§ **Assigned task**
Every record below must come back exactly as written, with the images dropped.

§ **Provided material**
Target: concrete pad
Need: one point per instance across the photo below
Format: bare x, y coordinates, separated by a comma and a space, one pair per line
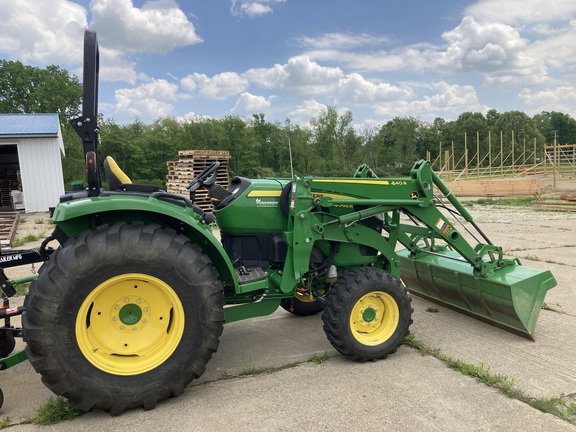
405, 392
543, 368
275, 340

§ **Reply to the exercise**
Target: concrete pad
Need: one point per instance across the photo below
Format: bare x, y coordinates, separated by a comma and a space, one pair per line
405, 392
543, 368
275, 340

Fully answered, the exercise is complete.